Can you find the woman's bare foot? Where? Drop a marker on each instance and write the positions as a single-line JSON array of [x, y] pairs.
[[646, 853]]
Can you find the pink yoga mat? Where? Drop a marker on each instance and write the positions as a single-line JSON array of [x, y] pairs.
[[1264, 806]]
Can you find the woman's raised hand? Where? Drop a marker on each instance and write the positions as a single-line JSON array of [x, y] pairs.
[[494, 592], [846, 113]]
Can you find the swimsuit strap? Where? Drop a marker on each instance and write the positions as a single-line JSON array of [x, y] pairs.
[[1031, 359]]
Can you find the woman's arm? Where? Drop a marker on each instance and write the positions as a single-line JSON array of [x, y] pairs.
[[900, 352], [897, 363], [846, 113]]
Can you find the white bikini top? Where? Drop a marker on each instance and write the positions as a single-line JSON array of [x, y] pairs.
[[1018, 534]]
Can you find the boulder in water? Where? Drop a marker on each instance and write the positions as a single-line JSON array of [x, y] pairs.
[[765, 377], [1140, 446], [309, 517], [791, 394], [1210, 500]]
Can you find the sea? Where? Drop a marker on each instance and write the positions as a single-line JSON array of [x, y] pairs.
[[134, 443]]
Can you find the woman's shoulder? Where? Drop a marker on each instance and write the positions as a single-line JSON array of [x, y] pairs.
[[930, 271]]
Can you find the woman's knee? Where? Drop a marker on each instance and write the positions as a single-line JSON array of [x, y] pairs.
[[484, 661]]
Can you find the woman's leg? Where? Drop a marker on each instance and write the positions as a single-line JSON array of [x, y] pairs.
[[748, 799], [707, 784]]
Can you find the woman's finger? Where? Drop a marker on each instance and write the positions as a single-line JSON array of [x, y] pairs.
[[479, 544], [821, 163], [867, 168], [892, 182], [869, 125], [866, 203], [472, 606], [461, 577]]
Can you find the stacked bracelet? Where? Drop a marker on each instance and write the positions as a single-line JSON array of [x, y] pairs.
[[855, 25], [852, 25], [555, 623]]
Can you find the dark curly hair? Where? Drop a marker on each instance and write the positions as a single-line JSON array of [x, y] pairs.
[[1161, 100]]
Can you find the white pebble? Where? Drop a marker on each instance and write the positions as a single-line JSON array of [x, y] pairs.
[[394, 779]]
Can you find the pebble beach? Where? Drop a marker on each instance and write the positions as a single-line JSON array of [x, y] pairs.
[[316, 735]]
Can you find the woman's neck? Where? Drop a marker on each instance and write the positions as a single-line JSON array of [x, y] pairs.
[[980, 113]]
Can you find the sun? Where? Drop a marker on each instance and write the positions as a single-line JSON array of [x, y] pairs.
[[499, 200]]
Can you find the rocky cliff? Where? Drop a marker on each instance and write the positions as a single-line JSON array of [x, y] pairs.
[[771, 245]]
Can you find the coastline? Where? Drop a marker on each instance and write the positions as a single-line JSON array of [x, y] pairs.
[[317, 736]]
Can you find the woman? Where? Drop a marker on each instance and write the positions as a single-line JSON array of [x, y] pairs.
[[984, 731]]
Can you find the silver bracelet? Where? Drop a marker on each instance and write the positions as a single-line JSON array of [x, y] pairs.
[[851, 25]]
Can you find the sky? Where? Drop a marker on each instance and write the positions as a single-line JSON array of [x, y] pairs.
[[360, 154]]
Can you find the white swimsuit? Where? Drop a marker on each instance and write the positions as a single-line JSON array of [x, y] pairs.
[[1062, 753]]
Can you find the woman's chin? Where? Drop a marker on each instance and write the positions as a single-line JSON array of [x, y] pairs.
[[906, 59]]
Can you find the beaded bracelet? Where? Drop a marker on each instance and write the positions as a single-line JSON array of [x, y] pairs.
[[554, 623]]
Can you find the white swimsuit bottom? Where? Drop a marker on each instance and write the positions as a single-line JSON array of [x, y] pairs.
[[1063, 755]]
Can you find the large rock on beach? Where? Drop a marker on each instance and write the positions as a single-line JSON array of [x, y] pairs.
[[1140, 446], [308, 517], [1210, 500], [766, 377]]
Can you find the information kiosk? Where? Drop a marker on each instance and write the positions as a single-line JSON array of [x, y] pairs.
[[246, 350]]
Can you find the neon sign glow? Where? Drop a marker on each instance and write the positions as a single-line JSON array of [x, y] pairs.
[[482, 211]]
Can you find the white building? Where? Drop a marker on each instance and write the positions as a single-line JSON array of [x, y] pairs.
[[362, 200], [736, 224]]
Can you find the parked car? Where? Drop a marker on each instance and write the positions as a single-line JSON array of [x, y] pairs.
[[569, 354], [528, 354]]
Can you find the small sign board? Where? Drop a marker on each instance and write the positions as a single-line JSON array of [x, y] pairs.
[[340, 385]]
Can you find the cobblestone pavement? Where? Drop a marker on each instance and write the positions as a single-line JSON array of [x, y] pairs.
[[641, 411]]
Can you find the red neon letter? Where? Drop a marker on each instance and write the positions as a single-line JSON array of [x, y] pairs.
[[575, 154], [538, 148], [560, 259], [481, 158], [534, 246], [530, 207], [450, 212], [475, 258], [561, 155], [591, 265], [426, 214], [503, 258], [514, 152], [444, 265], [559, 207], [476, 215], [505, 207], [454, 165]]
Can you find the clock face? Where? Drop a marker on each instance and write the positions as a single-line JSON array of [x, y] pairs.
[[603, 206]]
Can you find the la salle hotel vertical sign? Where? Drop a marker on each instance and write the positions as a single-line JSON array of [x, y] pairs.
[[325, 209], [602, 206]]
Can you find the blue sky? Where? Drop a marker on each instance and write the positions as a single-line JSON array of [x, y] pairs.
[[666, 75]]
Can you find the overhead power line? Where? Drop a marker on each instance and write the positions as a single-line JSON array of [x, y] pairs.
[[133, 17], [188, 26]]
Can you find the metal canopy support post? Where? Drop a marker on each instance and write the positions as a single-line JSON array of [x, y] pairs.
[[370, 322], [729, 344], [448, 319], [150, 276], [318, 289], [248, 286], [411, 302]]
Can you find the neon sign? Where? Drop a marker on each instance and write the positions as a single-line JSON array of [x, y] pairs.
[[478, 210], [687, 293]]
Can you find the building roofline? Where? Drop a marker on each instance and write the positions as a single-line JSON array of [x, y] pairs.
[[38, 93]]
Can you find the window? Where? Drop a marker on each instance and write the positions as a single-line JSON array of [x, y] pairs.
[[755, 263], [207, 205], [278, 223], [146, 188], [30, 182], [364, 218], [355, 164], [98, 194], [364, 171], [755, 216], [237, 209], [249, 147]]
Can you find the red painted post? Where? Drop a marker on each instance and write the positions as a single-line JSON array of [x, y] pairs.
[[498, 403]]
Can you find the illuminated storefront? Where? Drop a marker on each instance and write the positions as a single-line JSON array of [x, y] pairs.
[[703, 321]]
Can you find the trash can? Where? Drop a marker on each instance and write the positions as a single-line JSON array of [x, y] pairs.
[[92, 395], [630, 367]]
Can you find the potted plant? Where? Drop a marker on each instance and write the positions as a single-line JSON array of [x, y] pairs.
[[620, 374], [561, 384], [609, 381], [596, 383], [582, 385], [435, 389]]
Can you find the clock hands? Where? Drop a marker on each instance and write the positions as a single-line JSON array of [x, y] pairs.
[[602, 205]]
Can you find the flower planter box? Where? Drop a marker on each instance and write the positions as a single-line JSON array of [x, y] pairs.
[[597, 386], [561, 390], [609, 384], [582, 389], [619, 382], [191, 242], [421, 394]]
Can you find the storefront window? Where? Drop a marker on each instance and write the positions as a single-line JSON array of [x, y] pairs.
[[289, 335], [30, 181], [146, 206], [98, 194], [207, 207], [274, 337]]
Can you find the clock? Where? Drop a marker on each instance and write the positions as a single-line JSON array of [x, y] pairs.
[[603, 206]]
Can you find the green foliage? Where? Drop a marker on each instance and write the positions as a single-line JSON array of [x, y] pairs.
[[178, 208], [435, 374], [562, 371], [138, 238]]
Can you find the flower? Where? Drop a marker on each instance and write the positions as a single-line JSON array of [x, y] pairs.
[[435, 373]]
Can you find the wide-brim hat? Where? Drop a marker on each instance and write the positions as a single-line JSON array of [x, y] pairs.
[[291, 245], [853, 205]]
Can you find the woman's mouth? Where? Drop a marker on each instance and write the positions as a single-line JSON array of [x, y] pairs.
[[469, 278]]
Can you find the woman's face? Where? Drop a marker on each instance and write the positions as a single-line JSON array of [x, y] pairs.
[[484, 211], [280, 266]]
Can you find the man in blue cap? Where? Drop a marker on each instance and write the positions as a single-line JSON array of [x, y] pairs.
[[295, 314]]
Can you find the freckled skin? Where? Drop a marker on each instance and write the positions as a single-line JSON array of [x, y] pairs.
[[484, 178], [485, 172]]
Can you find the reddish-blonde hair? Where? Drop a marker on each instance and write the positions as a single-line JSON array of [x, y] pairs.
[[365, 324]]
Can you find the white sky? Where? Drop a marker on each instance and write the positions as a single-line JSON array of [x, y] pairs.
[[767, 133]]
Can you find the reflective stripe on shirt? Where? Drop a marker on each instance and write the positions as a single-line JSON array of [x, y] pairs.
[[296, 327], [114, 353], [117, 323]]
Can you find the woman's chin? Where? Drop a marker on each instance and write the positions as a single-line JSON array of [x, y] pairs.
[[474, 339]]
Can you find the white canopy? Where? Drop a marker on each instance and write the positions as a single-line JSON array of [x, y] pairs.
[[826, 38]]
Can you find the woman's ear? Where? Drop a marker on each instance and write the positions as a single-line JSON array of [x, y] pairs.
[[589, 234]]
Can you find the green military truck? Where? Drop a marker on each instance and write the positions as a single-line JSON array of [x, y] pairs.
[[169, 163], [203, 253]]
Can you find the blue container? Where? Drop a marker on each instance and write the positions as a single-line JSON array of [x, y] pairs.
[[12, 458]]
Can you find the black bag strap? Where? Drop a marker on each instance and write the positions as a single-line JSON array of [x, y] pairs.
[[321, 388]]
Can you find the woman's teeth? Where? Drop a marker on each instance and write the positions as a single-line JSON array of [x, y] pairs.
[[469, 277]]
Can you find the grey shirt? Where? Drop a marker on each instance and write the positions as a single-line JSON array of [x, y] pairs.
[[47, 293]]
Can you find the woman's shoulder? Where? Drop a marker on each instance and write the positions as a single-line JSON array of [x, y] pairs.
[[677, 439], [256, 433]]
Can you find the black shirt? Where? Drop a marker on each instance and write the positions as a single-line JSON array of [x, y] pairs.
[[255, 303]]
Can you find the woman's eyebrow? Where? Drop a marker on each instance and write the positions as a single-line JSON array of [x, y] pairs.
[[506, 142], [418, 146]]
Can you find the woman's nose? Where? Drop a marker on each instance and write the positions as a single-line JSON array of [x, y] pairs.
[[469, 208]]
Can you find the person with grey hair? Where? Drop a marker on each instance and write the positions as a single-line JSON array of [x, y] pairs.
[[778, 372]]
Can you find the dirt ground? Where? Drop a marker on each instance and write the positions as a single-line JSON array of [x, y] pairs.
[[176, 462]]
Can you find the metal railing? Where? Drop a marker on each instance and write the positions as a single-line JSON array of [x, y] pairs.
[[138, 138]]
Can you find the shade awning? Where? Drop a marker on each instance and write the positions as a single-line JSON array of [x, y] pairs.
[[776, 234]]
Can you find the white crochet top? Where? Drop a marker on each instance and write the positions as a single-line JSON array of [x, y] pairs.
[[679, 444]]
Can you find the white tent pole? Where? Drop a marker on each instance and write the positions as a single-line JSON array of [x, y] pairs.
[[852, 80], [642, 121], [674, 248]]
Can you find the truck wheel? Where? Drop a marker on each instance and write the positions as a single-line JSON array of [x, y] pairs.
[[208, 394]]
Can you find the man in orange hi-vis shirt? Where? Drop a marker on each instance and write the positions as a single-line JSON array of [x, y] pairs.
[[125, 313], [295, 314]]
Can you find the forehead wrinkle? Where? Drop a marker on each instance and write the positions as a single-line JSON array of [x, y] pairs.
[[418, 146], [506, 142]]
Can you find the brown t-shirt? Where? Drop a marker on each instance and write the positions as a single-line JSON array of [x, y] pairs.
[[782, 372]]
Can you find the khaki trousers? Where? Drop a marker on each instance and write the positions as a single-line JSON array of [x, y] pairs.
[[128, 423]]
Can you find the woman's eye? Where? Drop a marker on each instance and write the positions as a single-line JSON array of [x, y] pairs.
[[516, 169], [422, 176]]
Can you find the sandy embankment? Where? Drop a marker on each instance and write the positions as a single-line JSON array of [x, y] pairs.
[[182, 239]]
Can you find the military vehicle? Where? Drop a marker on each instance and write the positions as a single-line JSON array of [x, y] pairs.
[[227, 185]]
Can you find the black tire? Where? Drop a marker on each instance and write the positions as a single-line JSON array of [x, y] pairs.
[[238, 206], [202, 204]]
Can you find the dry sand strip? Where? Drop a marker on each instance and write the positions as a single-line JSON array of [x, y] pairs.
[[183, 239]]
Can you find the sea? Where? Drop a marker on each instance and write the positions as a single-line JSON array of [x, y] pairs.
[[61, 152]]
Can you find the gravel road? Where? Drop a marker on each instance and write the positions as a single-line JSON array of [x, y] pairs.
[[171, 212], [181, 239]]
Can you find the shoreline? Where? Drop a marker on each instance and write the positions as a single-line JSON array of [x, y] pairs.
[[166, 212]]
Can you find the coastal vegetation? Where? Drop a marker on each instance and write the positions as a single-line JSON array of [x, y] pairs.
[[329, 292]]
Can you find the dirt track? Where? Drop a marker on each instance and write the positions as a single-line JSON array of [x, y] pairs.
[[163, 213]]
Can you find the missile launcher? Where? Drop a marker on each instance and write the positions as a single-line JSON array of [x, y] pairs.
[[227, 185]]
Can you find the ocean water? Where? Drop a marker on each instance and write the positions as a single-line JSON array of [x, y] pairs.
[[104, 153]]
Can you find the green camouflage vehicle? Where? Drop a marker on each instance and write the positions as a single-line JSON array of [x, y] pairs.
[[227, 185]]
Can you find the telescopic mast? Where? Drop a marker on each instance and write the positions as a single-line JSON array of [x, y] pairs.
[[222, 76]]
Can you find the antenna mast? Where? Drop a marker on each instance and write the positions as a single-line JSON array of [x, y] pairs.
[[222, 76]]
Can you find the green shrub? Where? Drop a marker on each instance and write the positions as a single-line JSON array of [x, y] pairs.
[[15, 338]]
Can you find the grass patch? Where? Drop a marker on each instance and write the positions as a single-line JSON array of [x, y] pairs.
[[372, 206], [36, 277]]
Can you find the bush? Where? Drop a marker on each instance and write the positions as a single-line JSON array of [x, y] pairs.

----

■ **DIRECTION**: Retype the records verbatim, starting with the line containing "Can you find the man in orange" and ending with the line containing "[[782, 372]]", both of those lines included.

■ **FINISHED TASK**:
Can you find the man in orange hi-vis shirt? Where? Drop a marker on each instance and write the positions as a single-line JSON array of [x, y] pairs.
[[125, 313], [295, 314]]
Can you find the forehead wrinkle? Where? Drop a marker on each instance and write the positions as a single-line JSON array of [x, y] pairs.
[[418, 146], [506, 142]]
Can you find the brown t-shirt? Where? Drop a marker on each instance and write the positions as a single-line JSON array of [x, y] pairs.
[[782, 372]]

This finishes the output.